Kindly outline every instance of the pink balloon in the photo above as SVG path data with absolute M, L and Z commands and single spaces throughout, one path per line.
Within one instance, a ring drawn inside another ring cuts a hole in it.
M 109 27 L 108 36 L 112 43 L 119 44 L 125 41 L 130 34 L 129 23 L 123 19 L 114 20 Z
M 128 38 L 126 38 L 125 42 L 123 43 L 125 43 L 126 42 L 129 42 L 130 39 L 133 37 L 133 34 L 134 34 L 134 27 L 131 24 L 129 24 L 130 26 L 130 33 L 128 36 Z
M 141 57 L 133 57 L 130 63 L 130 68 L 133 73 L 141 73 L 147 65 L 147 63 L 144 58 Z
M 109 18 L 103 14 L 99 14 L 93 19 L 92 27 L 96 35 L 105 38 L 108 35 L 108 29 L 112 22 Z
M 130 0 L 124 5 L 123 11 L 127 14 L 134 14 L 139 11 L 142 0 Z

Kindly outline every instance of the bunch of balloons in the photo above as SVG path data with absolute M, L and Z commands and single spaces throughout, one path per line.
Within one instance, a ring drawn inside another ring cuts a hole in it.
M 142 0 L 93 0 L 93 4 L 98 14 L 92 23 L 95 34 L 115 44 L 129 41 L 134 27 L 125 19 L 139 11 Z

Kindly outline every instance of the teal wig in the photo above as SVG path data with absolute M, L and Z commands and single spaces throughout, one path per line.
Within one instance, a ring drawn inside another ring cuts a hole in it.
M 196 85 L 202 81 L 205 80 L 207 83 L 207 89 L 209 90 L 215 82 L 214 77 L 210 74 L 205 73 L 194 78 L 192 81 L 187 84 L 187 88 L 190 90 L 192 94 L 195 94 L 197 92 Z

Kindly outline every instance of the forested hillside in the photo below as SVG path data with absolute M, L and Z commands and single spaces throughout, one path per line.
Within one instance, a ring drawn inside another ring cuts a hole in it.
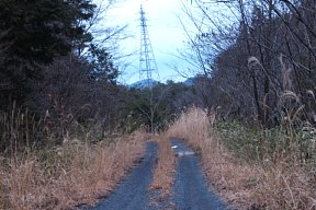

= = = = = = =

**TO BE DONE**
Find each line above that contains the word "outline" and copy every such line in full. Case counts.

**OUTPUT OF THE TASK**
Kindly outline every instance of the pink balloon in the photo above as SVG path data with absolute M, L and Z commands and single spaces throughout, one path per line.
Kindly outline every instance of the bunch of balloons in the photo above as SVG path data with absolute M, L and Z commands and single spaces throughout, one path per line.
Kindly outline every instance of the teal wig in the photo above as SVG path data with absolute M, L and Z commands and single spaces throughout, one path per line.
Kindly outline every instance of the forested hillside in the photo below as SVG path data with absolute M, L and Z commands and single spaces throughout, one path per line.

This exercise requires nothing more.